Reproduce these lines with "round vase" changed to "ceramic vase" and everything else unaltered.

(Stored items)
----------------------------------------

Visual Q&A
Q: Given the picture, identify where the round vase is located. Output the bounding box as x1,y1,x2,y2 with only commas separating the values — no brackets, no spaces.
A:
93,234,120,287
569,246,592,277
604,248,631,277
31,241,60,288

----------------------------------------

> Output for this task:
Visual Q&A
Q: Given the picture, identify where the ceramic vase is located. Output the bounding box as x1,y1,x2,y2 with only commas separating the values — no brackets, no spaces.
A:
93,234,120,287
569,246,592,277
604,248,631,277
31,241,60,288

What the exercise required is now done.